> **Excerpted passage**:
• 2000-07-13
It was a beautiful ceremony done up with patriotic songs, with important community leaders in attendance - none more important than the four honorees.

One guest noted that the ceremony was more than special, as it could never have occurred, and never in the way it did on June 4.

Never during the double dictatorships, Soviet and Nazi, could a Latvian expat president from Montreal award Latvia's highest state honor, the Order of Three Stars to two men and two women for doing the unthinkable: rescuing Jews from the Holocaust during Europe's most toxic period of history. A man who received an award, Bruno Rozentals, said of all the awards he has received, the one he was finally able to receive from his homeland in his homeland was the most treasured.

Yet that is what happened just a couple of weeks ago at Riga Palace in the chapel-like room off the "green room." Commenting on the example of human nobility rising above evil and the example set by the brave four, President Vaira Vike-Freiberga handed out medals and long-stemmed red roses before a range of invited community representatives: Latvia's top rabbi, Natans Barkans, Rivki Glazman, Edith Block and Grigory Krupnikovs, leaders in the Jewish community, U.S. Ambassador James Holmes, British Ambassador Stephen Nash, several representatives of chambers of commerce, and others on a guest list that scored the importance of the occasion and included those who want to see Latvia close some of its wounds.

Still, two guests surprisingly overshadowed the eminence of the other guests and the four honorees who risked their lives and their families' lives and the president herself.

How do we know these guests were so important? Well, the two guests stood at the front of the room quite close to the saviors of Jews and the country's president and took permission to take for themselves a position above all others and the observance itself without visible sanction.

Who were these two? The pair of jerk press photographers who, one after the other, unforgiveably let their mobile phones go off during the most solemn part of the ceremony.

> **Material provided**:

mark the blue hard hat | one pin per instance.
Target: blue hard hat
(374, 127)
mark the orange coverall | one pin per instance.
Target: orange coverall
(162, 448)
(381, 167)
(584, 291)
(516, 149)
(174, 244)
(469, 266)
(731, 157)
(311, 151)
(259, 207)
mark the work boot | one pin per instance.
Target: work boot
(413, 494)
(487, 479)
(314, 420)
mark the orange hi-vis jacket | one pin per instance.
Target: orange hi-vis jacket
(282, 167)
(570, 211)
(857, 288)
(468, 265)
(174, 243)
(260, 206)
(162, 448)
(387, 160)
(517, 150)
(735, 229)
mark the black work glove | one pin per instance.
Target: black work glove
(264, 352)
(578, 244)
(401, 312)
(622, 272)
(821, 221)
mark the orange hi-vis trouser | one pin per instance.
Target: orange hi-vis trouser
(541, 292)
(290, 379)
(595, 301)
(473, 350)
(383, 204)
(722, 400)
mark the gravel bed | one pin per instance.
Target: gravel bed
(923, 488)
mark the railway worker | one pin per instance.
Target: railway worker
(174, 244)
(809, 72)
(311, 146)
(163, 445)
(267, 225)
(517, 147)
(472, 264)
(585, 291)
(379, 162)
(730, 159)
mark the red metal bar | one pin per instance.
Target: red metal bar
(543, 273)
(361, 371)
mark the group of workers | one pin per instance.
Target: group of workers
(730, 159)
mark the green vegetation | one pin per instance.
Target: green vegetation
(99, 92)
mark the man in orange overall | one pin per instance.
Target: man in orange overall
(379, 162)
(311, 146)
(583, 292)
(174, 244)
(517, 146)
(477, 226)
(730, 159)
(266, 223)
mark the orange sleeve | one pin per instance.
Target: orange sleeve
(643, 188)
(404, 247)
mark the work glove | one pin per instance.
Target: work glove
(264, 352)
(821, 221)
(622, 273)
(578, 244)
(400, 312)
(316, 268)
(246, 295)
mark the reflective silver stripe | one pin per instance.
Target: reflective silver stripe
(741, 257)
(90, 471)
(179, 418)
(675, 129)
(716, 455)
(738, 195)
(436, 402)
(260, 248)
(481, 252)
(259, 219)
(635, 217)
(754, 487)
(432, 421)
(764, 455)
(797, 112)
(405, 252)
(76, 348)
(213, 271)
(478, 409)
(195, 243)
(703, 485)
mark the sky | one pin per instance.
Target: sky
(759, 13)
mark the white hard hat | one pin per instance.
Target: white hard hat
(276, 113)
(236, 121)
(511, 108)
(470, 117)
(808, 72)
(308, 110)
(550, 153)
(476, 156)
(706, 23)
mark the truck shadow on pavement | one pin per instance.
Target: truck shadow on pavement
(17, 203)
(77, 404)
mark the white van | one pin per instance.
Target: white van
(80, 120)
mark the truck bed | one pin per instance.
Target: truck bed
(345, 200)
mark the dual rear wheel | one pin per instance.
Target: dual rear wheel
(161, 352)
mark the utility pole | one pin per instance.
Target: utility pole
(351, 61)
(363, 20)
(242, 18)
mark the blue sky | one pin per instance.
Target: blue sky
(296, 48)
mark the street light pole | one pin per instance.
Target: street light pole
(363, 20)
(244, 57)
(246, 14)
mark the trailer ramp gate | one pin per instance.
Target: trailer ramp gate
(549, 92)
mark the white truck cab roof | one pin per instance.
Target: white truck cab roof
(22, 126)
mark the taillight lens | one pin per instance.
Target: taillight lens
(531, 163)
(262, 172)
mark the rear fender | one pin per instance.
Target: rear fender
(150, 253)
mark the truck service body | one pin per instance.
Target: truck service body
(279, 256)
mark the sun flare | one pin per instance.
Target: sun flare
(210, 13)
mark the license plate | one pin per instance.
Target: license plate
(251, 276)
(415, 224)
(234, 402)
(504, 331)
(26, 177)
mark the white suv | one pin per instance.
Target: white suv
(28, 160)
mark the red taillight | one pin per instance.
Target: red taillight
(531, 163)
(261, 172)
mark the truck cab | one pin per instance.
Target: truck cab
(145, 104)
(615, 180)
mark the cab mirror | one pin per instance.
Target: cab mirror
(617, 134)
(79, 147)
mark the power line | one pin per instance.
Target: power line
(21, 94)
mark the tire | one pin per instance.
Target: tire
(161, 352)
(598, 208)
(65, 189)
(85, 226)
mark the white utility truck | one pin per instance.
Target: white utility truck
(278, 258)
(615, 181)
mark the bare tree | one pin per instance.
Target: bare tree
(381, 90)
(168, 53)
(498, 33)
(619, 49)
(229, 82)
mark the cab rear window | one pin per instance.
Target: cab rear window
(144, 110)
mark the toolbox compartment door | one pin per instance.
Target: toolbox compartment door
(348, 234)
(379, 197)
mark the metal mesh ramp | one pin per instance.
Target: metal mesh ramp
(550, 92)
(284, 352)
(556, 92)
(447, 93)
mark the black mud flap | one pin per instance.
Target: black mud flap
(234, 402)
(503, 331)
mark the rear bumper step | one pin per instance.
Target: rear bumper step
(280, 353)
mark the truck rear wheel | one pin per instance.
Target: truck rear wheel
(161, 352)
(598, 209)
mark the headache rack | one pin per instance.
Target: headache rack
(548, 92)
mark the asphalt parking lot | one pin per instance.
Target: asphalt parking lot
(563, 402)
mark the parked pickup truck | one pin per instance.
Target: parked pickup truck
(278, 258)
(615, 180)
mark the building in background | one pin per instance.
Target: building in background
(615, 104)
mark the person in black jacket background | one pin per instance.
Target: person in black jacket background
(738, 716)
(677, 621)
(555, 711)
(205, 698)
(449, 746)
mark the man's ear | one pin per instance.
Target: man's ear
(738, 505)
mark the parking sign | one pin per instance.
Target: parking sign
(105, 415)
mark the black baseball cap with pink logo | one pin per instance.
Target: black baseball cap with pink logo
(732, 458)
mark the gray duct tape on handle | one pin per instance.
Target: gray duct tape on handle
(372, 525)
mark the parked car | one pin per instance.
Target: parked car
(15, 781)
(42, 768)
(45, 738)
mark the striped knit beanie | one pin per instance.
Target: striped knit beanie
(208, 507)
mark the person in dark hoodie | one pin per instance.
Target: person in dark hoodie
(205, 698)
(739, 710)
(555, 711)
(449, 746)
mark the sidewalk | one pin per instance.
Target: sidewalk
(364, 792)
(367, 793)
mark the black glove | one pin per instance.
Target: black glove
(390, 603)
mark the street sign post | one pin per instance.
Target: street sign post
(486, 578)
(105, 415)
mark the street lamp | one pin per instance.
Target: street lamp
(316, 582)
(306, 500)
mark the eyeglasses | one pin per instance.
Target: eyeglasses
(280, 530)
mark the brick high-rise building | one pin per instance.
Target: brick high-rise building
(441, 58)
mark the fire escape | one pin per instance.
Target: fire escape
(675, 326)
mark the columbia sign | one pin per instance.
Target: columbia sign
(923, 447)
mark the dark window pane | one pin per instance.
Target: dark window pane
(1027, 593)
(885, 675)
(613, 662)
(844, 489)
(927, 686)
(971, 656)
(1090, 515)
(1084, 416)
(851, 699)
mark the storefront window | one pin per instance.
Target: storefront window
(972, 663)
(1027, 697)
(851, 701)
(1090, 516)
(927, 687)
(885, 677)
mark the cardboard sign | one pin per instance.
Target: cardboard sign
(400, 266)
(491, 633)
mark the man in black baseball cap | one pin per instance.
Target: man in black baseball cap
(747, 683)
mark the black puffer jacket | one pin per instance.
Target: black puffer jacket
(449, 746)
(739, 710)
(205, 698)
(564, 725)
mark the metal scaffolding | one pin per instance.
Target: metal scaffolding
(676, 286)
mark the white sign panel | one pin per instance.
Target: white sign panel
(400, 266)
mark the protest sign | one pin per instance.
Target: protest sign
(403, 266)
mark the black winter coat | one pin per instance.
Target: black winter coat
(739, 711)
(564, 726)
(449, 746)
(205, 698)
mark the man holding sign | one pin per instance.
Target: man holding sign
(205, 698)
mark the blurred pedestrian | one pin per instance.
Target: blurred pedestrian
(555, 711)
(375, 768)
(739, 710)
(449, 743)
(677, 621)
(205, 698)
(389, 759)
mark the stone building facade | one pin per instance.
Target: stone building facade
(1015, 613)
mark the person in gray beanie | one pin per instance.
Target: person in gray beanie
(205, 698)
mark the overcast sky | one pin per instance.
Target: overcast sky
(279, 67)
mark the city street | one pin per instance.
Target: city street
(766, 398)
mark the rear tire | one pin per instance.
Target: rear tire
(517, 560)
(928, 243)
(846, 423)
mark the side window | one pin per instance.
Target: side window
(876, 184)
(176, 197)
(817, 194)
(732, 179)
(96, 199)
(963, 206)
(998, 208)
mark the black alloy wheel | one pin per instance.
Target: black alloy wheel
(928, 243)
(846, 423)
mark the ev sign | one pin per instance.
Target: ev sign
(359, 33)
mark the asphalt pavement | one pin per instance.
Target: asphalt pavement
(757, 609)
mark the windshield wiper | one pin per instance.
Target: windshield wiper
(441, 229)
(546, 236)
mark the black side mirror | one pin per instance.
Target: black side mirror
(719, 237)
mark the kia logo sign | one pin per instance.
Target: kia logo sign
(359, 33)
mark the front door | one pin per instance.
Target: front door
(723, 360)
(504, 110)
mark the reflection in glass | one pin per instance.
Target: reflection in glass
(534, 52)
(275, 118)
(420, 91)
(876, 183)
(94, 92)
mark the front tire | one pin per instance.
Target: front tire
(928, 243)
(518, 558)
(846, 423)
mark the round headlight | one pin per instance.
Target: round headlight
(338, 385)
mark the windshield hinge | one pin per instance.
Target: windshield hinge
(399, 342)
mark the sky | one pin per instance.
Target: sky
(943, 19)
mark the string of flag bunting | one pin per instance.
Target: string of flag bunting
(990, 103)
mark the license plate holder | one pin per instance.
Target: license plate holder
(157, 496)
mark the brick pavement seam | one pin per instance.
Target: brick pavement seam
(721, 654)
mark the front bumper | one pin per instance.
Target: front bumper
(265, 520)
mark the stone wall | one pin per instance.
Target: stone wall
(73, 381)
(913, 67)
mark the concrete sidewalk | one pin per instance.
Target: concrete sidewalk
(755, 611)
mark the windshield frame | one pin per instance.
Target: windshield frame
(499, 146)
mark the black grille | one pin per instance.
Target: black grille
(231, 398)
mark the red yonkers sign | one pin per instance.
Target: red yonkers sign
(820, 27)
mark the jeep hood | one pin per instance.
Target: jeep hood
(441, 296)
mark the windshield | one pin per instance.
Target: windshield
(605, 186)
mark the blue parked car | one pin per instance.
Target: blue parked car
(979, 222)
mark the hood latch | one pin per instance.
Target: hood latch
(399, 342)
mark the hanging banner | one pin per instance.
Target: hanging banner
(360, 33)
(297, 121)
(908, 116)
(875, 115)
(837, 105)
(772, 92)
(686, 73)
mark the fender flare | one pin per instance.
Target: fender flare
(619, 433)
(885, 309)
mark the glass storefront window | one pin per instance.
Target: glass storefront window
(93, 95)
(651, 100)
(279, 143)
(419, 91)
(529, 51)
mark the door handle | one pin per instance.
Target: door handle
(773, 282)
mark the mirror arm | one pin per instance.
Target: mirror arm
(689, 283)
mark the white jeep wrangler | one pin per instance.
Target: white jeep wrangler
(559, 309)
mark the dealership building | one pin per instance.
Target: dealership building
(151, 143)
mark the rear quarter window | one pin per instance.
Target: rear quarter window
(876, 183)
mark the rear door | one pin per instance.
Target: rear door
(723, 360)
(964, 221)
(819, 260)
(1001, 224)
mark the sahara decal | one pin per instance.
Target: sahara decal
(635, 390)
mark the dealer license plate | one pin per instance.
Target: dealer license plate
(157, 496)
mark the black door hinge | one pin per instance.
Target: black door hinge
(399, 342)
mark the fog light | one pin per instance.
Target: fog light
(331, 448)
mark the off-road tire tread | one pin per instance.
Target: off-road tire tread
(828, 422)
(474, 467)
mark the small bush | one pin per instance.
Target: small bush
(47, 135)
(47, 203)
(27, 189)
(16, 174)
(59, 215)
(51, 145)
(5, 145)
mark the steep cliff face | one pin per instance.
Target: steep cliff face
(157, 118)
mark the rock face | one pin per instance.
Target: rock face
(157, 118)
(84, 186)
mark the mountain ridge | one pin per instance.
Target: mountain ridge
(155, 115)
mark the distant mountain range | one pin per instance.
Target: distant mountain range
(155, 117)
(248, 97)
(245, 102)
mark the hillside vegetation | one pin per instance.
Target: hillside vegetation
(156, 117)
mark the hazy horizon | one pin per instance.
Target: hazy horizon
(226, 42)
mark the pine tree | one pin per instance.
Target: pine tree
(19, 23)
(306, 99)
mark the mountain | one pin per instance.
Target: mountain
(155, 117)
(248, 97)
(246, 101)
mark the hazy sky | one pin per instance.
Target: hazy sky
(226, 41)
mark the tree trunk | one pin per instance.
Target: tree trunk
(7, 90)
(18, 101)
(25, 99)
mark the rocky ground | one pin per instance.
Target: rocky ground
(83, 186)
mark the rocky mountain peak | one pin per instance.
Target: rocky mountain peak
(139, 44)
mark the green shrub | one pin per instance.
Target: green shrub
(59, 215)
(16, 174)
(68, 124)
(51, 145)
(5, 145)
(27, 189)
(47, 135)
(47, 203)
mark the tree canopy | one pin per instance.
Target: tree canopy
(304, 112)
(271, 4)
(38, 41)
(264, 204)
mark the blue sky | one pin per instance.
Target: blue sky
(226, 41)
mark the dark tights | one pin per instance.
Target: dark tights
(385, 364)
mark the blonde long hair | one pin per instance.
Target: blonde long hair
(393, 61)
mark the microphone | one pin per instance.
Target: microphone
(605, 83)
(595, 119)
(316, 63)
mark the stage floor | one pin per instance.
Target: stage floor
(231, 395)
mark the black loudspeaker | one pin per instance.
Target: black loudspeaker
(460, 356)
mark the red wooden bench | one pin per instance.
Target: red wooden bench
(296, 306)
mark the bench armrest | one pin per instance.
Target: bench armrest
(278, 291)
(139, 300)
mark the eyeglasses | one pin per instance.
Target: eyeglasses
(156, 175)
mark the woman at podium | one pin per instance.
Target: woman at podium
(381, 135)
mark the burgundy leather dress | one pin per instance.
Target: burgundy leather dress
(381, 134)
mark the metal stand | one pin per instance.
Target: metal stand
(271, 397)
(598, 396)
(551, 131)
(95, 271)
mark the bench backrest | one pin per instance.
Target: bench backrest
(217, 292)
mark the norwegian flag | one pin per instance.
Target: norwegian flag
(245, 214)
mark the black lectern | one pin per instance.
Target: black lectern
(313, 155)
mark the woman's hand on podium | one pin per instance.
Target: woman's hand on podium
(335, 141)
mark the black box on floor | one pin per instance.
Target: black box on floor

> **Directions**:
a – Decide whether each statement below agrees with the article above about the Order of Three Stars ceremony. Answer yes or no, and quote the words from the article that settle it. (i) The ceremony took place on June 4. (ii) The president handed out medals and white lilies. (iii) Three people received the Order of Three Stars.
b – Translate this sentence from the article above about the Order of Three Stars ceremony into Spanish: "It was a beautiful ceremony done up with patriotic songs, with important community leaders in attendance - none more important than the four honorees."

> **Solutions per task**:
a –
(i) Yes: "never in the way it did on June 4."
(ii) No: "handed out medals and long-stemmed red roses"
(iii) No: "to two men and two women"

b – Fue una hermosa ceremonia adornada con canciones patrióticas y con la presencia de importantes líderes de la comunidad, ninguno más importante que los cuatro homenajeados.